■ FRAGMENT TEKSTU:
Scamy na rynku Forex i kryptowalut to prawdziwa plaga ostatnich lat. Jak oszuści wyłudzają pieniądze od nieświadomych inwestorów? Metod jest wiele i wciąż powstają kolejne, a osoby kryjące się za tymi procederami często pozbawione są jakiegokolwiek sumienia. Z tego artykułu dowiesz się jakie triki wykorzystują scammerzy, aby wyciągnąć od swoich ofiar ostatni grosz.
Czym jest scam Forex?
Scam z angielskiego w tłumaczeniu dosłownym oznacza „oszustwo”. Scam Forex to nic innego jak metoda polegająca na wyłudzeniu pieniędzy i/lub danych osobowych pod przykrywką działalności brokera Forex, czyli oferowania usług inwestycyjnych na rynku walutowym. Coraz częściej wykorzystywane są także usługi związane z rynkiem akcji, ETF, metali szlachetnych, kryptowalut, a także zarządzania kapitałem (asset management).
Scammerzy to czasem pojedyncze osoby ale bardzo często to zorganizowana grupa, która tworzy wieloosobowe call center, mające na celu maksymalnie wykorzystać swój „potencjał” w jak najkrótszym czasie. „Długość życia” scamu z reguły nie przekracza kilku miesięcy. Po wyjściu na jaw, iż dany „podmiot” trudni się w nielegalnym procederze, jego skuteczność spada na skutek pojawiających się negatywnych opinii w internecie oraz oficjalnych ostrzeżeń regulatorów (o tym w dalszej części artykułu). Bardzo często wtedy następuje tzw. rebranding (powstanie nowej nazwy i strony internetowej) i na miejsce firmy X, niczym po odcięciu hydrze głowy, wchodzą dwie inne – Y i Z – które prowadzone są przez te same osoby.
Oszustwa na rynku Forex i kryptowalut
Jak wspomnieliśmy na początku, metod oszustw jest wiele, a sam biznes jest na tyle lukratywny, iż wciąż wymyślane są kolejne. Można jednak wyszczególnić kilka najbardziej popularnych sposobów, które mimo upływu lat, cały czas okazują się skuteczne. Zacznijmy jednak od tego w jaki sposób scammerzy znajdują swoje ofiary.
Kontakt z nieświadomym inwestorem zwykle następuje poprzez:
- telefon,
- e-mail,
- social media i komunikatory (Whatsapp, Discord, Telegram, Skype).
Oszuści bazują na tym, iż wykonując 1000 telefonów, wysyłając 10 000 maili czy wiadomości, statystycznie wiedzą, iż wykorzystując sztukę manipulacji kilka-kilkanaście osób napewno uda się „złowić”. Dlatego nie zdziw się, jeżeli otrzymasz choćby kilkanaście telefonów od różnych scamów w krótkim czasie.

■ SEKCJA DANYCH:
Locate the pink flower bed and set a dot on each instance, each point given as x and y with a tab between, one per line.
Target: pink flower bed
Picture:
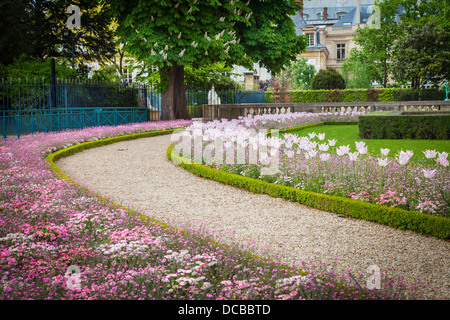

■ CELE:
[1] Zaktualizuj tekst o oszustwach na rynku Forex od „Scamy na rynku” do „ofiar ostatni grosz.”, wstawiając „naciągacze” w miejsce „oszuści”.
[2] Streść w dwóch zdaniach tekst o oszustwach na rynku Forex i kryptowalut.

■ WYNIKI ZADAŃ:
[1]
Scamy na rynku Forex i kryptowalut to prawdziwa plaga ostatnich lat. Jak naciągacze wyłudzają pieniądze od nieświadomych inwestorów? Metod jest wiele i wciąż powstają kolejne, a osoby kryjące się za tymi procederami często pozbawione są jakiegokolwiek sumienia. Z tego artykułu dowiesz się jakie triki wykorzystują scammerzy, aby wyciągnąć od swoich ofiar ostatni grosz.

[2] Scam Forex to wyłudzanie pieniędzy lub danych osobowych pod przykrywką brokera oferującego usługi inwestycyjne, często prowadzone przez zorganizowane grupy z call center, które po kilku miesiącach zmieniają nazwę i stronę internetową. Oszuści docierają do ofiar przez telefon, e-mail, media społecznościowe i komunikatory, licząc, że przy tysiącach kontaktów uda się zmanipulować kilka lub kilkanaście osób.